**Work to complete:** Count the lines in the records that contain the word "wheel", matching case exactly. Reply with the number only.
-- begin Information provided --
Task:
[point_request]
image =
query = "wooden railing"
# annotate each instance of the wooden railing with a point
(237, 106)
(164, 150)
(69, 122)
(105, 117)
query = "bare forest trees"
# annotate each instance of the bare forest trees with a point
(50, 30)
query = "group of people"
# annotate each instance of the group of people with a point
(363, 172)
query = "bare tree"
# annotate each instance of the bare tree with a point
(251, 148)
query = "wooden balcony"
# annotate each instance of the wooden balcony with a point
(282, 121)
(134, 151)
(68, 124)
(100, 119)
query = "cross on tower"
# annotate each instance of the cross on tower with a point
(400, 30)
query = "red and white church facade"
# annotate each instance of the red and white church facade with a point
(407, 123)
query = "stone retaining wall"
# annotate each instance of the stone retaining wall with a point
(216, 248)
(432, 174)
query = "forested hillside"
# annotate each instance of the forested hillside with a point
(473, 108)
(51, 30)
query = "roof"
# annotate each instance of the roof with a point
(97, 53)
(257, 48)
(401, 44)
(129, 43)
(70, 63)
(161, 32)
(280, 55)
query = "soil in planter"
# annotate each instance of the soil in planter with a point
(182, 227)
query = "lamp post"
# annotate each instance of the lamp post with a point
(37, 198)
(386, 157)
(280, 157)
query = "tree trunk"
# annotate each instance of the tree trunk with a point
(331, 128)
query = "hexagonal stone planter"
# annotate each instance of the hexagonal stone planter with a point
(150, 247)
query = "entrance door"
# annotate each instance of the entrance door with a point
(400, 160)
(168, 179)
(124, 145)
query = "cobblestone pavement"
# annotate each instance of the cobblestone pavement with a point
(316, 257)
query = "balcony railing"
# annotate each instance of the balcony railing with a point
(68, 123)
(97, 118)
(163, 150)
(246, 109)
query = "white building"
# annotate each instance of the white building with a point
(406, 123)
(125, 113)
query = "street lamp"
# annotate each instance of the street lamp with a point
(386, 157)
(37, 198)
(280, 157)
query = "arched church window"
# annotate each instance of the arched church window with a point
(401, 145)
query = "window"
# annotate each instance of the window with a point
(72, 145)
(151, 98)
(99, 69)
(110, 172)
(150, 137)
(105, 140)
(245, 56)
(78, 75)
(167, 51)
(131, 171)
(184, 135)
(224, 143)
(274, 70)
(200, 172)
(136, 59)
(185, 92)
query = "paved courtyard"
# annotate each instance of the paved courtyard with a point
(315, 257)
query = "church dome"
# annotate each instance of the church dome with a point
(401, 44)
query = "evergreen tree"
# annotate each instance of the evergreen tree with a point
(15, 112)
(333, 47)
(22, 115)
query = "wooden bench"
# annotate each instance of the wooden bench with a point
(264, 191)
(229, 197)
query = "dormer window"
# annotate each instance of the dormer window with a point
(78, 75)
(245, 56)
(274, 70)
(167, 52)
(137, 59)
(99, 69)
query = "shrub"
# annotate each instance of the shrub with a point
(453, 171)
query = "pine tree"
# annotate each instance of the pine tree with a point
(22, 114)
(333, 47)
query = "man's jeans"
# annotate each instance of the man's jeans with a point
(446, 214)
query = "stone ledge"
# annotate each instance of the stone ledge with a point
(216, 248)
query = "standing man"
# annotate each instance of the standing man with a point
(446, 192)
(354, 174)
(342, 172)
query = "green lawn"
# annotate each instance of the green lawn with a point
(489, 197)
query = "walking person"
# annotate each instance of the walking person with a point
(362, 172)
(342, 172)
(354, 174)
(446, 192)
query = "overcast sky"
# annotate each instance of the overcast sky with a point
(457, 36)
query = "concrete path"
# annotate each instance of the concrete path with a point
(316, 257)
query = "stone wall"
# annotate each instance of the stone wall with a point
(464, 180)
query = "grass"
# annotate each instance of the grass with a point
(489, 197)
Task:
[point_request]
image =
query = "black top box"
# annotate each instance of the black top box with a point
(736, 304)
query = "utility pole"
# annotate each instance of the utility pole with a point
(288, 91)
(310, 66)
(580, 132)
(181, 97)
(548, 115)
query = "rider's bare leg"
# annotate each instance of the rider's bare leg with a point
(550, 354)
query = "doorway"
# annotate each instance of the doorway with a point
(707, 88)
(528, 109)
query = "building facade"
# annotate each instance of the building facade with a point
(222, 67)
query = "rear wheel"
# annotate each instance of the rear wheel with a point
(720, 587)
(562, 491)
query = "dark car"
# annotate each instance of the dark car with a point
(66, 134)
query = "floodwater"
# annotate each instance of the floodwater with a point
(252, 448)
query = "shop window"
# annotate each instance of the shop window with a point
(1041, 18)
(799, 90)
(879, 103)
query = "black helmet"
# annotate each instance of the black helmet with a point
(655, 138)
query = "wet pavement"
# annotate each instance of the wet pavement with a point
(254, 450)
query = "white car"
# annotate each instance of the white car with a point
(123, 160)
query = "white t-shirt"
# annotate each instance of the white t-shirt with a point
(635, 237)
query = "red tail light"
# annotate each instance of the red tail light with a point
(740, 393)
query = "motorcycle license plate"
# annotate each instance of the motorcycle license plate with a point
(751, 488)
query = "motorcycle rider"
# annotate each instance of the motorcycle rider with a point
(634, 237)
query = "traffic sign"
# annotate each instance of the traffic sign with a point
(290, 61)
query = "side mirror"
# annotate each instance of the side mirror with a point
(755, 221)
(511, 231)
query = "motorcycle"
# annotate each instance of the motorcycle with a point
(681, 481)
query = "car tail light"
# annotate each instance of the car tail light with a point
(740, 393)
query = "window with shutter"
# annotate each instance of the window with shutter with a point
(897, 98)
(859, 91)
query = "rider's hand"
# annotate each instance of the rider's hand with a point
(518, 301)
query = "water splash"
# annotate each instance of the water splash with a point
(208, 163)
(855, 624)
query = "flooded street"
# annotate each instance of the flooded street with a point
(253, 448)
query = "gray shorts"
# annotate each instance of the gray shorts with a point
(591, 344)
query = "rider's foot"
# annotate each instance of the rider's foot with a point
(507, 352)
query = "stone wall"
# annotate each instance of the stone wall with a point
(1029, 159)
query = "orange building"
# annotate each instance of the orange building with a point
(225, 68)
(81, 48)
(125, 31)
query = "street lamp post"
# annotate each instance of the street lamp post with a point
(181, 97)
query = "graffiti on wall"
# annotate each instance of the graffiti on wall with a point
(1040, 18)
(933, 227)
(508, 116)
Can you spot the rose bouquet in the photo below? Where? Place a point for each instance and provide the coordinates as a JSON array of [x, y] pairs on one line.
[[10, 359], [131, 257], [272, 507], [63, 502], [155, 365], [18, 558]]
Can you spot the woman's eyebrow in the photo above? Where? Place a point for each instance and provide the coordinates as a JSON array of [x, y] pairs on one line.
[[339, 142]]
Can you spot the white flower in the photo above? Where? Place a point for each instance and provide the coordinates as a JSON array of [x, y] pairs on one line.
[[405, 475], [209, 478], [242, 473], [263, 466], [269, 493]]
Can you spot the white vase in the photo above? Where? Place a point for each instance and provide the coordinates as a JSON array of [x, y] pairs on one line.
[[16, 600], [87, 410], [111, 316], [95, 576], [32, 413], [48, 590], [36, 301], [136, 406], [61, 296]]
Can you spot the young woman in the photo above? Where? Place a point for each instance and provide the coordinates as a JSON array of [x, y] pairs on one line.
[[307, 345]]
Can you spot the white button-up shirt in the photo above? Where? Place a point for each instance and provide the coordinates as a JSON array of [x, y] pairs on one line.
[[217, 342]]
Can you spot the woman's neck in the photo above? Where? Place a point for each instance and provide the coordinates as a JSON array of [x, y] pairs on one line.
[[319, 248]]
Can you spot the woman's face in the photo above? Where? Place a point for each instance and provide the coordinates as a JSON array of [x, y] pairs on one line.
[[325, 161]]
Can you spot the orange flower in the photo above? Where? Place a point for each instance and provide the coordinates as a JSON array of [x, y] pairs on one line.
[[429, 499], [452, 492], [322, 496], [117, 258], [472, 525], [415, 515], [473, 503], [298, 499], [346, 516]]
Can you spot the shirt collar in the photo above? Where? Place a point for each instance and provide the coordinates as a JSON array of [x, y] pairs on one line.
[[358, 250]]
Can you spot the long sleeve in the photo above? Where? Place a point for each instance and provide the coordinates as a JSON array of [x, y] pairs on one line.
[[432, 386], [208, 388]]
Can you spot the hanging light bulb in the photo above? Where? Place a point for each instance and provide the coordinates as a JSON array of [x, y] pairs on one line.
-- end Information provided --
-- begin Information provided --
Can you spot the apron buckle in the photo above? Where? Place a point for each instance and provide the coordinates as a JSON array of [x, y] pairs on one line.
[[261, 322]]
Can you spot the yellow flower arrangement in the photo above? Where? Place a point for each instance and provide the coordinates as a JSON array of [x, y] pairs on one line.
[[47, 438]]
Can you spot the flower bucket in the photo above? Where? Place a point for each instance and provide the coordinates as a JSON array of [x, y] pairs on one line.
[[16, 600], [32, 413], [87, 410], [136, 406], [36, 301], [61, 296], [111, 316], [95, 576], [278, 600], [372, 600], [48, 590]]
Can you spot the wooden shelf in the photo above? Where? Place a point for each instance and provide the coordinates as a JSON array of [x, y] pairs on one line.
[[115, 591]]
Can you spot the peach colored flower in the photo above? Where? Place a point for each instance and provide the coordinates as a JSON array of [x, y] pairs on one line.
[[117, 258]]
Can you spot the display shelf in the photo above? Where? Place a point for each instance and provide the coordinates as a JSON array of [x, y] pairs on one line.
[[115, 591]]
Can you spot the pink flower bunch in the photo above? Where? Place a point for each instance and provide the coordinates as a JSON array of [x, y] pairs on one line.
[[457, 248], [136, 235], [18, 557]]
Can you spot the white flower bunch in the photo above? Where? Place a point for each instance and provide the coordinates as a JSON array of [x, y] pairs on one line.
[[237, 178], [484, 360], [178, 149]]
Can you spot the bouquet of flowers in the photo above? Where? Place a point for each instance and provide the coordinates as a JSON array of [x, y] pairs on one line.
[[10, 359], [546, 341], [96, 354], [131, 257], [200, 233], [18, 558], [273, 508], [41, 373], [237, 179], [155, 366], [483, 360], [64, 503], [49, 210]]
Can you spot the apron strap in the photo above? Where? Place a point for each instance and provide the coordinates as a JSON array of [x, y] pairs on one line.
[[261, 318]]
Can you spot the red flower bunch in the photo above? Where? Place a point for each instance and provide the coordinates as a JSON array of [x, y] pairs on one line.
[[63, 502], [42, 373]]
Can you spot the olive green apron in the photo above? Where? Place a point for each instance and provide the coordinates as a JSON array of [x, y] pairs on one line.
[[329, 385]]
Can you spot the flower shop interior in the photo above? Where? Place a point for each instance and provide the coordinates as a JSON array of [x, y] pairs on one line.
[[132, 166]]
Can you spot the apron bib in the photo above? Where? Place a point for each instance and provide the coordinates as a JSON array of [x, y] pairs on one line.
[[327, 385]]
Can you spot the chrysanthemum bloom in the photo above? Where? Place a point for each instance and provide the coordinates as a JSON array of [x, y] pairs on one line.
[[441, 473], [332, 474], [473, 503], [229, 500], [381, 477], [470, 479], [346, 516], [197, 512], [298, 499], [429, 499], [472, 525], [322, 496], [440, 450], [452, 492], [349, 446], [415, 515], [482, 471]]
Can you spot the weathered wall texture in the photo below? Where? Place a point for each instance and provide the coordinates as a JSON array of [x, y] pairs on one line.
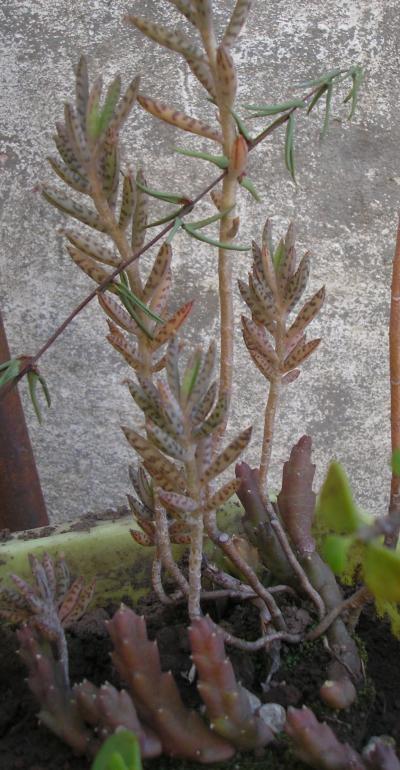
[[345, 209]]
-- end Information provided --
**Task result:** 2